_PASSAGE SHOWN_:

::::::::::

Cholera is an infectious diarrheal disease, highly contagious transmitted by a gram-negative bacteria, Vibrio cholerae. The infectious strain is divided into two biotypes (El Tor and Classical) based on their phenotypic characteristics and three serotypes (Inaba, Ogawa, Hikojima) according to the antiserum agglutination test. The Hikojima serotypes form is very rarely found during an epidemic. To date, several studies have shown that the CTX phage which is a vibriophage, confers on the bacterium its infectious nature. Through its lysogenic cycle, it converts the bacterial host from a non-pathogenic strain to a pathogenic strain, thereby providing virulence genes to the bacterial host. In 2011, several cases of cholera were reported worldwide, and in the Democratic Republic of Congo, the first cases of cholera were identified in 1994 following the displacement of Rwandan refugees in the town of Goma, bordering Rwanda. Since then, cholera has become endemic in this region. In 2017, several cases of cholera have been reported in several provinces of the Democratic Republic of Congo including Kinshasa. Hygienic measures must be taken into account to fight effectively against the disease. Strengthening the capacity of laboratory staff, the establishment of rapid molecular diagnostic tools is necessary for proper care of people living in areas likely to develop the cholera epidemic.

1. Introduction

Cholera is an acute diarrheal disease. It is often associated with Low-income (LIC) Countries where it can cause mortality and significant economic losses, and even be endemic in given regions. Severe dehydration and electrolyte imbalance can result in 50% of untreated cases due to constant diarrhea leading to death [1] . Vibrio cholerae, the bacterium that is the etiological agent of cholera, is transmitted by water and food contaminated with faeces [2] . Cholera is considered endemic in a region where the bacteria live in the natural environment and outbreaks have occurred independently of imported cases [3] . Cholera can become endemic in a region through different pathways that depend on local environmental conditions. Generally, the collapse of sanitation and water supply infrastructure is the main cause of cholera outbreaks [4] . Recently, multidrug-resistant Vibrio cholera species have been reported [3] [5] . In addition, the interaction between the water-borne bacterium, the human host and the environment should be given special attention in developing strategies for the management and eradication of cholera [2] .

::::::::::

_WORK ORDER_: According to the cholera passage, in what town were the first cases of cholera in the Democratic Republic of Congo identified?

::::::::::

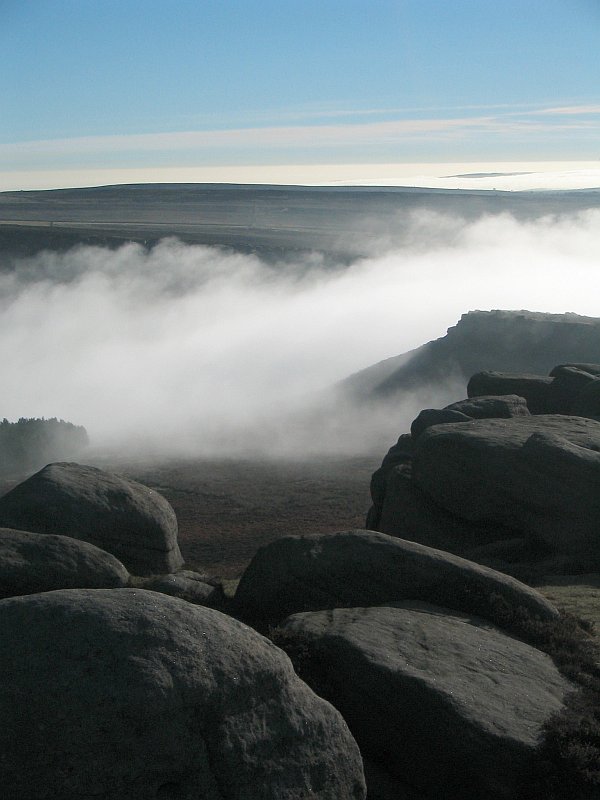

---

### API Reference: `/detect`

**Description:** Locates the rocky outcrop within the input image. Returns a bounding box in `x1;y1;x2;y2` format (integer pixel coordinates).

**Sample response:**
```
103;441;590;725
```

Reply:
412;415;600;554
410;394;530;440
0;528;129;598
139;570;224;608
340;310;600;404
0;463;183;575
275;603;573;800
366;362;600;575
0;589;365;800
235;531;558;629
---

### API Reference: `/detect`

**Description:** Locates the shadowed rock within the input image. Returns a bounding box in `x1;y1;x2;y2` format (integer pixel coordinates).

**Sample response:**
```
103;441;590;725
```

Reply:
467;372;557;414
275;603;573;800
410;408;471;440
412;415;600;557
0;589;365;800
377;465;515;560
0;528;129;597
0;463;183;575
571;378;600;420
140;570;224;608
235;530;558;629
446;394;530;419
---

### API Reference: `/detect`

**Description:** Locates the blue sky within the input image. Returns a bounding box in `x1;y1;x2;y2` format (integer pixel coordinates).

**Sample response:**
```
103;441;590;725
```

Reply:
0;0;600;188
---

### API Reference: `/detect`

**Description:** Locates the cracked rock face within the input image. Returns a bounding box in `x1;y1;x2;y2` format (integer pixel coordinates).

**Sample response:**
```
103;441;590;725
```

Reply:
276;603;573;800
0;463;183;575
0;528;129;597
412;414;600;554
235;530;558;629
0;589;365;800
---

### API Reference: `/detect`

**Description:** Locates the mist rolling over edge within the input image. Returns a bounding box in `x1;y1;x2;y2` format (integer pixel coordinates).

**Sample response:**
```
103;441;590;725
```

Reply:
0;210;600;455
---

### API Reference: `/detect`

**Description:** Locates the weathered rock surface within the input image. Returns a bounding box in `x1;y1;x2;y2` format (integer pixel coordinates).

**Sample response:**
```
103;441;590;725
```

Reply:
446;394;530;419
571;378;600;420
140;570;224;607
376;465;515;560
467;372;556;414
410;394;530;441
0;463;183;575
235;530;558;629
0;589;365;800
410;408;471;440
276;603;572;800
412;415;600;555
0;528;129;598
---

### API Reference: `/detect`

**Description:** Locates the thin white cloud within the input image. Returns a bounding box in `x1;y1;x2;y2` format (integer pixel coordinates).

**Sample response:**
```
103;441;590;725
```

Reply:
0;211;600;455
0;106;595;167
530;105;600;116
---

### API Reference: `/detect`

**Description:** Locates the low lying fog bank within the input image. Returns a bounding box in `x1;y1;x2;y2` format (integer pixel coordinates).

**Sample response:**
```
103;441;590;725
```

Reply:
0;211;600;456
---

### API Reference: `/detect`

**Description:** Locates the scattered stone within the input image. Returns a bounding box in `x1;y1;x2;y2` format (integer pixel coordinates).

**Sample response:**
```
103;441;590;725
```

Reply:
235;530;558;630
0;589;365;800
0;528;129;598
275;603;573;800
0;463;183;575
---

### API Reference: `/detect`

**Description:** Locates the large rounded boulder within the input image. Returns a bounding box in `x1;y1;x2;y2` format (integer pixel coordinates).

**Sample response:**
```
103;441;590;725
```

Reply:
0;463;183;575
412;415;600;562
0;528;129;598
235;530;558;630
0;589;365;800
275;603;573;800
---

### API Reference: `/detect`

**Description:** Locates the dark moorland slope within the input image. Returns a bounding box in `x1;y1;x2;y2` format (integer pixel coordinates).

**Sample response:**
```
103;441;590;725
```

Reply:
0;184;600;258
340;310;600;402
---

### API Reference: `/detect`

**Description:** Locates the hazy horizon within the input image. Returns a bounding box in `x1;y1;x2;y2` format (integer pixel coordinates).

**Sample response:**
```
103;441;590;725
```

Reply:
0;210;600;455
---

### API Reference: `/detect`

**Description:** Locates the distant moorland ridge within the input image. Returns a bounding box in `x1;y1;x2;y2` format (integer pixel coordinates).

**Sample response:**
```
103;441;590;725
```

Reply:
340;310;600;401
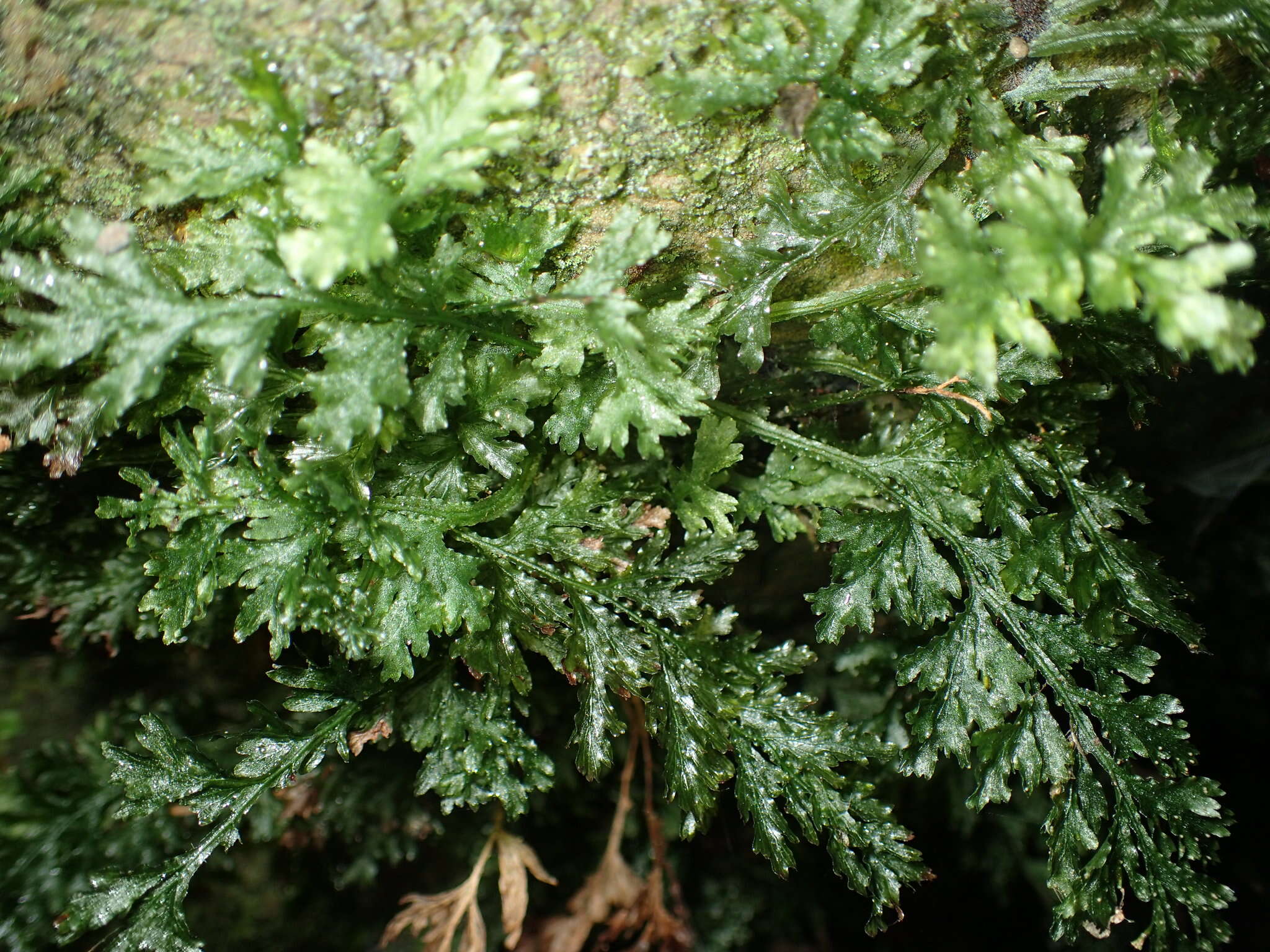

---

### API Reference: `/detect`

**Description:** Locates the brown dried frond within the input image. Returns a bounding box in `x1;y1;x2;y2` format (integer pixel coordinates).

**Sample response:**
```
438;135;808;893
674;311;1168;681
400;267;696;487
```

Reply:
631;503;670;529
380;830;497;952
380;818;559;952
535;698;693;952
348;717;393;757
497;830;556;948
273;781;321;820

::::::::::

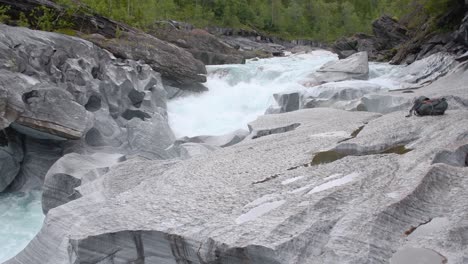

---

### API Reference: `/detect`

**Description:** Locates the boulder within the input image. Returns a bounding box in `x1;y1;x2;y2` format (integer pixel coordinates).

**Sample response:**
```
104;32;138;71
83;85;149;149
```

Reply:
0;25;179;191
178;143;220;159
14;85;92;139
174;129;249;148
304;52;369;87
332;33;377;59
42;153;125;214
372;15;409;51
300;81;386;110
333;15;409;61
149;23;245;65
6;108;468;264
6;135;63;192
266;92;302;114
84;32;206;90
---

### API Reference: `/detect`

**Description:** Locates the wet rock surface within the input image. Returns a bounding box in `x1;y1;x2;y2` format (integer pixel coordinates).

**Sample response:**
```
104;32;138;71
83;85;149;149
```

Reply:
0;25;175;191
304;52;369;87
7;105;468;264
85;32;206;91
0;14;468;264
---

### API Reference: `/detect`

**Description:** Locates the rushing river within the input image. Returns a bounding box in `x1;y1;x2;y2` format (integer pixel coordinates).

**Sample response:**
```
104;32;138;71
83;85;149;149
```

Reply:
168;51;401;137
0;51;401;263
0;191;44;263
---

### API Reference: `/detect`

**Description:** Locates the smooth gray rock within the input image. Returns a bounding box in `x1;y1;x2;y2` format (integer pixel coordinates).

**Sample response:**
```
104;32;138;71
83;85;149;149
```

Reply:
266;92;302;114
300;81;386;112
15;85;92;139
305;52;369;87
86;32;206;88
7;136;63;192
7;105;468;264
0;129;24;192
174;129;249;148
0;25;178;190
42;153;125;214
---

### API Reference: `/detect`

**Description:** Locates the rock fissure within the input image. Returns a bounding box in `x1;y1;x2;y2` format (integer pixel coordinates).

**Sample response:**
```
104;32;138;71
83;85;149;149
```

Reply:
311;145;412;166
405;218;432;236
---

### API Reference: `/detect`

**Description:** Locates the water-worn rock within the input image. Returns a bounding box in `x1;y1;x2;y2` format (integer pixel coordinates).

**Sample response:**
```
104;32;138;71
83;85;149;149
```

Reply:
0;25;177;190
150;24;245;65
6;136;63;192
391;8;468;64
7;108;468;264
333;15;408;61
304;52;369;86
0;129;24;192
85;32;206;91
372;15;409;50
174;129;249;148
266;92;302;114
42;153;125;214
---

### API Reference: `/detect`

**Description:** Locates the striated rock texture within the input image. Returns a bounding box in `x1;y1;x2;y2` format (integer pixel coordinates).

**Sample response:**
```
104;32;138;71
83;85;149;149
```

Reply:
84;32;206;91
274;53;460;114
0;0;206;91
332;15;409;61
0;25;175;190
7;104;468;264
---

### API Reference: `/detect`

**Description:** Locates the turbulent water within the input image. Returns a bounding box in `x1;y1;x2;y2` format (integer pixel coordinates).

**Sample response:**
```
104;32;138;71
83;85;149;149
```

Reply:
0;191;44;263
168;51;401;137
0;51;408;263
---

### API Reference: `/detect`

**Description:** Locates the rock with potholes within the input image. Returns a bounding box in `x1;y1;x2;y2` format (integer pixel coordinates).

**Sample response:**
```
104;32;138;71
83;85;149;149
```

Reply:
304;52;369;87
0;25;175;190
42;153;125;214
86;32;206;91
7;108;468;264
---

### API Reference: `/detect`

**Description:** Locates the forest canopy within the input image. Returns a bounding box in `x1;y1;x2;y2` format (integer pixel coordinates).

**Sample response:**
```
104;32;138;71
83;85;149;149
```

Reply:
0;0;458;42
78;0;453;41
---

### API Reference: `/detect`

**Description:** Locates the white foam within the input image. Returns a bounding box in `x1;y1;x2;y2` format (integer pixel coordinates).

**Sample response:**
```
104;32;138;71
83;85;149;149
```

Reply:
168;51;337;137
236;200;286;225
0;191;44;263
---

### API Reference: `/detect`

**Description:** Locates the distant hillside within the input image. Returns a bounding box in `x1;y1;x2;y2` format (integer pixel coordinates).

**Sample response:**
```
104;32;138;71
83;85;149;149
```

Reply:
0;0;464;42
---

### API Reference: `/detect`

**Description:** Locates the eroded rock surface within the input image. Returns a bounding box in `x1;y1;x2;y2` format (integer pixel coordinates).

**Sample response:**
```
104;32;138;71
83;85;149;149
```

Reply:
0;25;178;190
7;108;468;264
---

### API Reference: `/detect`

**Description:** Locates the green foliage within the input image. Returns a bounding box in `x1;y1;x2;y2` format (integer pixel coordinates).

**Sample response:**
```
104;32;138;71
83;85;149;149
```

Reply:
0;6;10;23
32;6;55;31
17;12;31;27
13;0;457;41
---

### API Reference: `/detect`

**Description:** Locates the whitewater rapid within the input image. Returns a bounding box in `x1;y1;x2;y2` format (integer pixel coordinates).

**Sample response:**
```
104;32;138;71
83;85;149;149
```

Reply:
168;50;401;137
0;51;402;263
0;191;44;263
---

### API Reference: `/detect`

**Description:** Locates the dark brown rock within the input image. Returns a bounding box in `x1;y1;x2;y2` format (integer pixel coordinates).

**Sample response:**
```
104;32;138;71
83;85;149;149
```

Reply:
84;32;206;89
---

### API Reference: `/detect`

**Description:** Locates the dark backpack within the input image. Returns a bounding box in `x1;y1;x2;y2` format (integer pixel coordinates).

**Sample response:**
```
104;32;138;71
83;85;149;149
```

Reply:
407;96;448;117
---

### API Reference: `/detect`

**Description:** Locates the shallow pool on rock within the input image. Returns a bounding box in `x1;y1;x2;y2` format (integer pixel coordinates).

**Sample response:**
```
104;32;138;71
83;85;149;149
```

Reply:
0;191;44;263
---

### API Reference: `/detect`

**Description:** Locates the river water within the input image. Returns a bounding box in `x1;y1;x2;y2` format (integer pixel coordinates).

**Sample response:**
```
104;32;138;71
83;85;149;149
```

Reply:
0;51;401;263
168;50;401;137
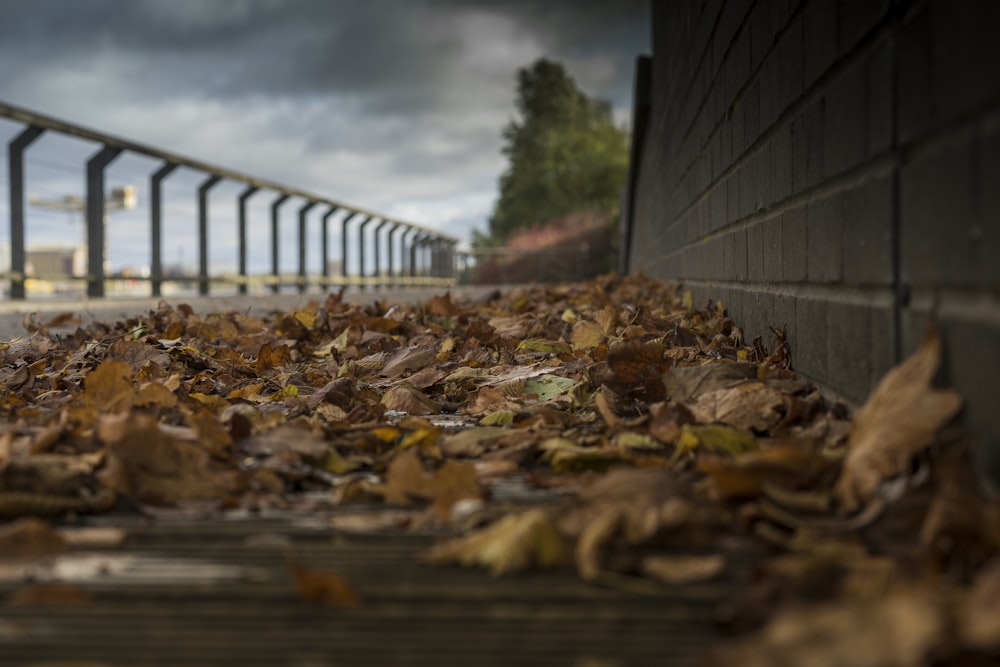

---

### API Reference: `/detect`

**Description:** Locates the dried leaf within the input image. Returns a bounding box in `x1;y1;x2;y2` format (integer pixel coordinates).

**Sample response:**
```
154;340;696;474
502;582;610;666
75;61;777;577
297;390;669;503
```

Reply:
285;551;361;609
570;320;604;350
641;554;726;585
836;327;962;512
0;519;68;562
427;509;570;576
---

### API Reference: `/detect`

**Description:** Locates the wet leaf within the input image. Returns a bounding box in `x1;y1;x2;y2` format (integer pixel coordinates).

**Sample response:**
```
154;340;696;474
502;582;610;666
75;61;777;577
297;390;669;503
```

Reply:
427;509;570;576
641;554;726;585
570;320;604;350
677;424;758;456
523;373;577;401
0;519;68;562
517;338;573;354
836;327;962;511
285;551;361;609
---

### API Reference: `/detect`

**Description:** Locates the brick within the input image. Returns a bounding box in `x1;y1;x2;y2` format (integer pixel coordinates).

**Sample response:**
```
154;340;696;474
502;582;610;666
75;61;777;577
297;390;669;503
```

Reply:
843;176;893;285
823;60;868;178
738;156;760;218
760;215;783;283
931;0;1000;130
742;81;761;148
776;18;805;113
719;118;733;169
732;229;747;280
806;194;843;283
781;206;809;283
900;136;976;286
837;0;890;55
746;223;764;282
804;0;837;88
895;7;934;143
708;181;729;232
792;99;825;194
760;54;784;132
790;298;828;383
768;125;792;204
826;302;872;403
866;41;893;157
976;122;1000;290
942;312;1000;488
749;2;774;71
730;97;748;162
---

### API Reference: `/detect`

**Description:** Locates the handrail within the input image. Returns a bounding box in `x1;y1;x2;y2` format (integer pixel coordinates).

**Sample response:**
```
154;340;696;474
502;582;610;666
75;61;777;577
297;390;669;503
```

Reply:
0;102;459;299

::::::::::

_TASK SOLUTION_: Goma, a town bordering Rwanda, in 1994.